'''
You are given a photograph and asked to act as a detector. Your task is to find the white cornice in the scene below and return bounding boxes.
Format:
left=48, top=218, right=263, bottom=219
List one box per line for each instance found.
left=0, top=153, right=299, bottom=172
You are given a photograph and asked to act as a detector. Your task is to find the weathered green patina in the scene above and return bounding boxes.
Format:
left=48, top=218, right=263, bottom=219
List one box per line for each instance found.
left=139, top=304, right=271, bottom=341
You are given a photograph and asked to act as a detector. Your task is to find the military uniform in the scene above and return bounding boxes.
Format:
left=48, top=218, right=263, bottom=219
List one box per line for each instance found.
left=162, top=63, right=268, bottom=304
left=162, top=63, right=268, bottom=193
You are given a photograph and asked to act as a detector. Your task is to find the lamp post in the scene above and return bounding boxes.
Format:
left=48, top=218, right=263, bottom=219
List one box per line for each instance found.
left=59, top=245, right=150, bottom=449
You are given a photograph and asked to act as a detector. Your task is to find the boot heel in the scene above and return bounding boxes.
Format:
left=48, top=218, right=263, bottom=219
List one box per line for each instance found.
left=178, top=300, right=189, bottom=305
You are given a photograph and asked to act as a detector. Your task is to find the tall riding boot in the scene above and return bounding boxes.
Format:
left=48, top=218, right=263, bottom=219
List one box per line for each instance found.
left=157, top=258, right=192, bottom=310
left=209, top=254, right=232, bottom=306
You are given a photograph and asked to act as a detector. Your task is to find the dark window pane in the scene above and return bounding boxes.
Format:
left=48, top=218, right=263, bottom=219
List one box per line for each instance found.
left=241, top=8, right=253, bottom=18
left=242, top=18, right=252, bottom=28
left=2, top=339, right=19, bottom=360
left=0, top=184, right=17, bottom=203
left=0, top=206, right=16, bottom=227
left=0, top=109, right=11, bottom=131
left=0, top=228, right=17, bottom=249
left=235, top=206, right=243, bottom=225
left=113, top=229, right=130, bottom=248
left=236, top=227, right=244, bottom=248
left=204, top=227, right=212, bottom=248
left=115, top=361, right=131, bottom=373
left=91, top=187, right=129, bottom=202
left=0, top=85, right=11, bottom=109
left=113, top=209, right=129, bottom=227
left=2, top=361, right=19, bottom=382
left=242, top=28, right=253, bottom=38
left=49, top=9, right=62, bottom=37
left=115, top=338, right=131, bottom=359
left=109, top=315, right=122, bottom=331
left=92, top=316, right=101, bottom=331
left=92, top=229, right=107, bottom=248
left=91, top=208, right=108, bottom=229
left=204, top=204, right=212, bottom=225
'''
• [Work to complete]
Please format the stretch of lines above, from the line containing "find the dark" through the line containing "left=0, top=228, right=17, bottom=249", as a JSON list of strings with one string per line, leaving out blank lines.

• [Result of this task]
[
  "You are given a photograph and asked to act as a detector. Your task is to find the dark window pane in the scene above and return bounding boxes.",
  "Format:",
  "left=48, top=218, right=263, bottom=219",
  "List one box per line for each instance found.",
  "left=241, top=8, right=253, bottom=18",
  "left=242, top=18, right=252, bottom=28",
  "left=2, top=339, right=19, bottom=360",
  "left=0, top=184, right=17, bottom=203",
  "left=0, top=206, right=16, bottom=227",
  "left=0, top=109, right=11, bottom=131",
  "left=0, top=228, right=17, bottom=249"
]